**Auszug**
━━━━━━━━━━━━━━━━━━━━
Endlich brach die schwarze Blume auf und trug Blüten! Viel mehr Teilnehmer, viel mehr Attraktionen (Merchandisestände, Klamotten+Accesoires+Schmuck etc) und so viel mehr Kreativität in der Luft! Die Djs bewiesen seltsamen Humor, als sie Hardcore Old School Gothic mit 80er Retro-Songs (Rasputin, Sweet Dreams, sogar Elvis!) mischten. Und je später der Abend, umso seltsamer das Benehmen des Publikums: weibliche Pin-Up-Goths imitieren Marilyn Monroe, Betty Page und andere Idole, feminine junge Männer mit purpurnen Schmetterlingsflügeln, enorme Punk-Frisuren mit Kreissägen-Profil, deutsche Soldaten aus den 40ern mit Swastikas und Militärhaarschnitt, alles so realistisch und ausgefeilt – furchteinflössend! Aber wenn dann eine beschwipste Marilyn mit einem noch beschwipsteren Deutschen Soldaten Twist tanzt, verschwindet die Furcht und macht Platz für ein gewisses Zusammenzugehörigkeitsgefühl... „Weltoffenheit“ kennzeichnet die letzte LUMOUS-Nacht.

RAISON D´ETRE (SWE)

Ein schwedisches Industrial/Noise-Projekt - diese One-Man-Show eröffnet den Abend. Eine sehr ungewöhnliche Darbietung... am Tisch einige fein gearbeitete Metallobjekte, ein Laptop und eine Projektionsfläche im Hintergrund. Der Künstler berührt die Objekte und erzeugt eine Vibration, die per Laptop abgemischt wird und spezifische Sounds erzeugt, nicht wirklich Melodien, aber daher kommt die Bezeichnung „Noise“. Für ein besseres Bild gibt es Videosequenzen im Hintergrund: undefinierbar, etwas Rostig-Weisses in Zeitlupe nimmt dich gefangen, echt hypnotisch... Eine beachtliche Show, sobald du das schnelle geschickte Handwerk des Künstlers und seine Konzentration auf den Sound ins Auge gefasst hast. Wie ein Illusionist, bloss nicht visuell, sondern akustisch, werden dir Tricks vorgegaukelt. Abartig. Das Publikum verharrt bewegungslos, still und total gebannt vom Geschehen – faszinierend, aber auch etwas gespenstisch anzusehen und anzuhören. Weiss nicht, ob ich mir das zu Hause antun würde, aber auf der Bühne ein sehr beeindruckender Act.

SURUAIKA (FIN)


Nach der Anzahl der getragenen Merchandise-Artikel im Publikum während dieser drei Tage war diese Band der Hit des gesamten Festivals: stellt euch im Vergleich vor, wie viele TUSKA-Teilnehmer Iron Maiden-Shirts anhaben... also erwartete ich natürlich sehr viel von diesen Festivalfavoriten. Nur vom Suruaika-Fledermauslogo her hätte ich etwas dunkleren Sound erwartet, aber nein, das hier klingt nach Energizer-Häschen mit kaputtem Schalter, dazu Rob Smith-Look – der schweissgebadete Sänger rannte und sprang während des gesamten Sets incl. Zugabe wie ein Flummi rum!!! Respekt, aber kaum mitanzusehen – in den Strobos wirkte seine Hyperaktivität schwindelauslösend.
━━━━━━━━━━━━━━━━━━━━
**Datensätze**
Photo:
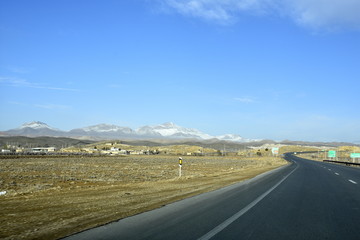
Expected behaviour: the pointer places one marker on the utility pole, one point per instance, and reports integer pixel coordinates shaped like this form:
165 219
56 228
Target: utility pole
180 165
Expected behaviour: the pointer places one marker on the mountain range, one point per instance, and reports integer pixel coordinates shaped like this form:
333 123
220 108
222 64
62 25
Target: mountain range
167 130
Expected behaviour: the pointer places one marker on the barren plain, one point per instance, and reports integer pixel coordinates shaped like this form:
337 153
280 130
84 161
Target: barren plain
52 197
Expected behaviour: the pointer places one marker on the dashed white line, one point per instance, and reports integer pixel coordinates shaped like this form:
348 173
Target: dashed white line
352 181
230 220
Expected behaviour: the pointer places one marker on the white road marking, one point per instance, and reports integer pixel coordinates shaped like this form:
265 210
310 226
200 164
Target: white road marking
230 220
352 181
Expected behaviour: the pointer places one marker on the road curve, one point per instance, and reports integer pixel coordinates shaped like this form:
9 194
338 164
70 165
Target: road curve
━━━━━━━━━━━━━━━━━━━━
**Aufgabenstellung**
Schreibe den Bericht über das LUMOUS-Festival nach seinem letzten Satz weiter.

**Lösung**
INERTIA (UK)


Der Schlussact kam mit soviel Selbstvertrauen und Überzeugung auf die Bühne, als ob sie die ganze Zeit in Finnland auf Tour wären und es völlig selbstverständlich sei, so lang erwartet und begehrt zu sein. Das war die einzige Band, bei der ich nicht ganz vorne sein wollte – die hinteren Reihen drängelten und es ging die Post ab, es wurde nahezu unmöglich, an die Bar oder Richtung Ausgang zu kommen. Industrial Beats und klare Elektronik-Arrangements sind tolle unmöglich-sich-nicht-zu-bewegen Tracks, die Bühnenshow inspirierend, die Musiker selbstsicher genug, um das Ganze entspannt wirken zu lassen, der weibliche Drummer (sieht aus wie ein Aerobic-Cyber-Trainer aus einem SF-Film) heizt die Menge an, nicht nur mit Ansagen an „all die schönen Leute da draussen“ gerichtet, sondern auch mit energischer Dezimierung ihres Outfits, bis runter zum futuristisch funkelnden Silberbikini!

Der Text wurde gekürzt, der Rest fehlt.